__Instructions for the task__
How many lines in the data below contain the string "mask"? Case matters, so reply with the number alone.

--- begin Supplied entries ---

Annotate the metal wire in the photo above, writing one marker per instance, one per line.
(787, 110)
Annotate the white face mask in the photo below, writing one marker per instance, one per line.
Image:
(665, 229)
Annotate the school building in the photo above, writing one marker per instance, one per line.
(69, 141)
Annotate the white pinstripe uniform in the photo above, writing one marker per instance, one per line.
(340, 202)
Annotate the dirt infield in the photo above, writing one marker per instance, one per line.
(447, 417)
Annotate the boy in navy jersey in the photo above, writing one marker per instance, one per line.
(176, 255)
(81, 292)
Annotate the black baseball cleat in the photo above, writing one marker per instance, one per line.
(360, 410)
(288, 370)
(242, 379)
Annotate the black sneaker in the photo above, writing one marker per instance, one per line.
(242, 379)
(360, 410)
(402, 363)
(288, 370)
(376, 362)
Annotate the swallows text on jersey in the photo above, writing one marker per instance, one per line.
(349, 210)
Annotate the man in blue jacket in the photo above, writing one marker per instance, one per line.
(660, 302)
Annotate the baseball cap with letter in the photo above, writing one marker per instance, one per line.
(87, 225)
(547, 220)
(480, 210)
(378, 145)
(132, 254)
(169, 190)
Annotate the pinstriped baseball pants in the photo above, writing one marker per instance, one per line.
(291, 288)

--- end Supplied entries ---
--- begin Supplied entries ---

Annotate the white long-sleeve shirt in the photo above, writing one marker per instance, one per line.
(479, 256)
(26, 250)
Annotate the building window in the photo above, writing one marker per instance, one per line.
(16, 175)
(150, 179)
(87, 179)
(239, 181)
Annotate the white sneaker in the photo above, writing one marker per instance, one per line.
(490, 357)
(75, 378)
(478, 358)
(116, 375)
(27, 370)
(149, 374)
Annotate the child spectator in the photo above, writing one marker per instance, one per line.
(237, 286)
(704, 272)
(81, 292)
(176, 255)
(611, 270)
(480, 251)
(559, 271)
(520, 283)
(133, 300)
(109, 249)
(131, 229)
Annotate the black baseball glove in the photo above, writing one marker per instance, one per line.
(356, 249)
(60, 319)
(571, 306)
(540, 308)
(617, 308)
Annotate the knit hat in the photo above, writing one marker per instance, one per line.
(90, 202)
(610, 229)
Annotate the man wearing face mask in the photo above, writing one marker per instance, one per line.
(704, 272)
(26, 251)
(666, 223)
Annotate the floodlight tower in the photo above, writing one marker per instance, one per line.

--- end Supplied entries ---
--- begin Supplied entries ---

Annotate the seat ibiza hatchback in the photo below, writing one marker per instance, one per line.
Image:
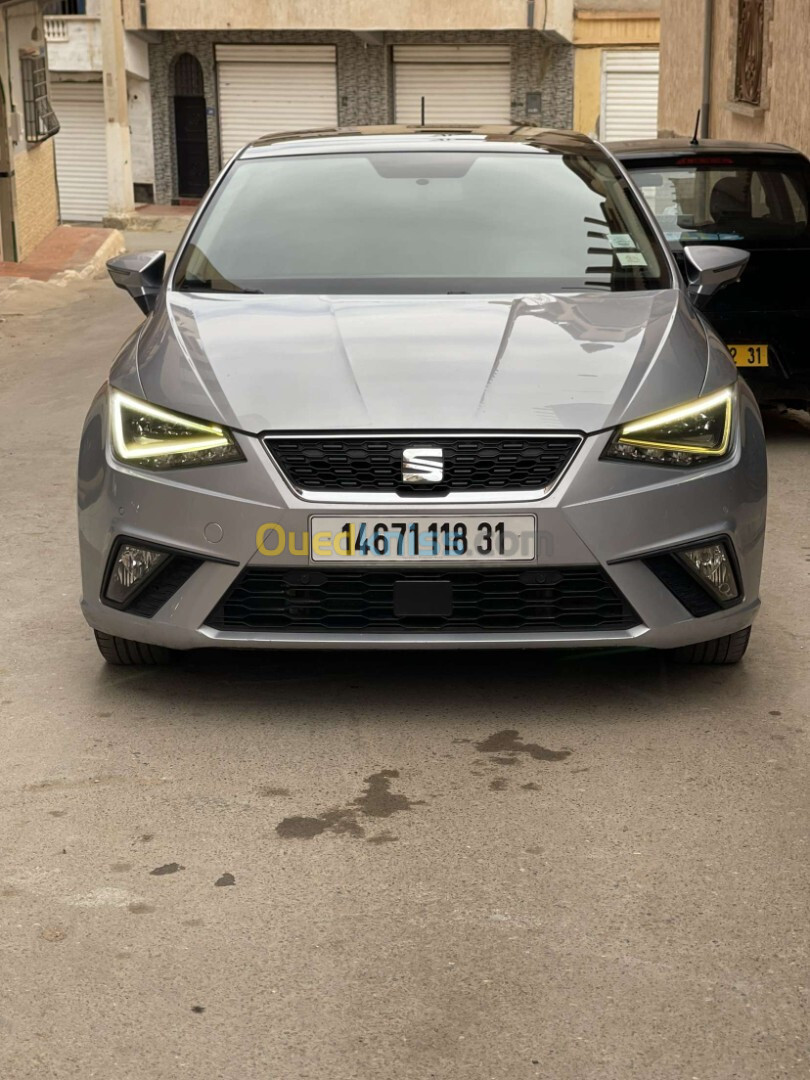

--- end Supplied entries ---

__The output__
2